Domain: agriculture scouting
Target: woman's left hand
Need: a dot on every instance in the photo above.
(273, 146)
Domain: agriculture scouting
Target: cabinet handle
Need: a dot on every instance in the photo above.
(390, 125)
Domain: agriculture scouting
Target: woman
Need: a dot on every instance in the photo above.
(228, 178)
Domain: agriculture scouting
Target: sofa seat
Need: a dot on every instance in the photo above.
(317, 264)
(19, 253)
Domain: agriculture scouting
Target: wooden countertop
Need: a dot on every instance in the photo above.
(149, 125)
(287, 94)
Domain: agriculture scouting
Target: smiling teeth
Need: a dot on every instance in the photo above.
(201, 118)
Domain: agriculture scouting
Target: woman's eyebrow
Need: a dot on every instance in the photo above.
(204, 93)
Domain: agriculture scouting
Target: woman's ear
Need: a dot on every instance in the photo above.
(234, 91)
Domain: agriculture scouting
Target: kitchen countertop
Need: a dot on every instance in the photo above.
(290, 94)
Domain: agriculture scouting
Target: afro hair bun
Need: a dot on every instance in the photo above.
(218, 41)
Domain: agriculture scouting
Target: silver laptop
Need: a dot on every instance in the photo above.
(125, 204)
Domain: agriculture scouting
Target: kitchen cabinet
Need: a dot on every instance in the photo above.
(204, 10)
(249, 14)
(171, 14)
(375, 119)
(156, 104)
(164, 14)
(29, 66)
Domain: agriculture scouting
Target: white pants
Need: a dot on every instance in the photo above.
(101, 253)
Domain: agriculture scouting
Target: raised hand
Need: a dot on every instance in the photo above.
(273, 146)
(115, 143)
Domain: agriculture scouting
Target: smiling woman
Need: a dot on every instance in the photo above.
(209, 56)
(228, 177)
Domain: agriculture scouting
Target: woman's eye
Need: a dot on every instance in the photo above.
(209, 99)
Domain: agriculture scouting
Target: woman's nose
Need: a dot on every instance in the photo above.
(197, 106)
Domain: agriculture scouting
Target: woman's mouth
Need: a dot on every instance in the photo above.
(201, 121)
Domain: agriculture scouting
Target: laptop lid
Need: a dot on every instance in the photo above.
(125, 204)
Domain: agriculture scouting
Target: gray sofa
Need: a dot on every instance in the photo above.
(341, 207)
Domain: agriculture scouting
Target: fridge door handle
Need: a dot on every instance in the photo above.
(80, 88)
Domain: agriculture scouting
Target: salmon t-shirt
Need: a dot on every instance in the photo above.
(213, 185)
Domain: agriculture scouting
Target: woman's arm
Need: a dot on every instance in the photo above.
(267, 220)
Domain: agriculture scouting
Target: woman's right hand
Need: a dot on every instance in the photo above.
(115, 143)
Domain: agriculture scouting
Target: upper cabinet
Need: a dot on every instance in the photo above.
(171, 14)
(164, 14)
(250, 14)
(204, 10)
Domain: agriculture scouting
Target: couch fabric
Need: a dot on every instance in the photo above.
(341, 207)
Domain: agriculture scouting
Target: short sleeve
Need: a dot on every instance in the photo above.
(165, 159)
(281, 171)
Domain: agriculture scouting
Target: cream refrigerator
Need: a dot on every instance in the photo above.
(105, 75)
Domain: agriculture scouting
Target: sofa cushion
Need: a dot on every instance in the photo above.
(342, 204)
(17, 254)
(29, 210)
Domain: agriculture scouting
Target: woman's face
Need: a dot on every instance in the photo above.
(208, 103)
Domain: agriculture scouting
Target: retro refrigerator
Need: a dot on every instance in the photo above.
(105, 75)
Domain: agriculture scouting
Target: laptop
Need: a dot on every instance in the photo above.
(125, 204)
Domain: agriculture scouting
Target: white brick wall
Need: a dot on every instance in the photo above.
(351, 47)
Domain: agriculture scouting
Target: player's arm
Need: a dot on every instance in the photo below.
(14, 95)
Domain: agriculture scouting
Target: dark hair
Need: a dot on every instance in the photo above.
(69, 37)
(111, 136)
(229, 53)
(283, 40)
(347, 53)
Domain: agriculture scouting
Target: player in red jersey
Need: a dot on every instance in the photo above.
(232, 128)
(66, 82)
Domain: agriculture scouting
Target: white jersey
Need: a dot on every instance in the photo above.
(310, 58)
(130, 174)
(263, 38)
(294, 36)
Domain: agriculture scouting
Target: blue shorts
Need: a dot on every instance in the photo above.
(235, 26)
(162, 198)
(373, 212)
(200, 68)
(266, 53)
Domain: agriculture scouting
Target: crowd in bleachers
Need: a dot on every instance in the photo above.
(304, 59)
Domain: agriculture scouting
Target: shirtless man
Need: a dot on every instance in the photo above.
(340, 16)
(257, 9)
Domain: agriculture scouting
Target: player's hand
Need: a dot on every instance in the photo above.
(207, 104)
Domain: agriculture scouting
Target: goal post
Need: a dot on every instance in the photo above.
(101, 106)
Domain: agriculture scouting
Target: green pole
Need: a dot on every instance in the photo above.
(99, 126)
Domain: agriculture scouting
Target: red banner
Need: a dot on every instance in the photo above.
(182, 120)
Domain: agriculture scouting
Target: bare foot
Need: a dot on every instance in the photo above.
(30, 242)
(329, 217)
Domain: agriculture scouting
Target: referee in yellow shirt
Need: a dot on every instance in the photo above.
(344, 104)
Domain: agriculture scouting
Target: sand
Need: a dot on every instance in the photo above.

———

Задание
Найдите среди строк выше все, где встречается слово «jersey», и выпишите их полностью. Регистр букв учитывается.

Ответ к упражнению
Target: player in red jersey
Target: white jersey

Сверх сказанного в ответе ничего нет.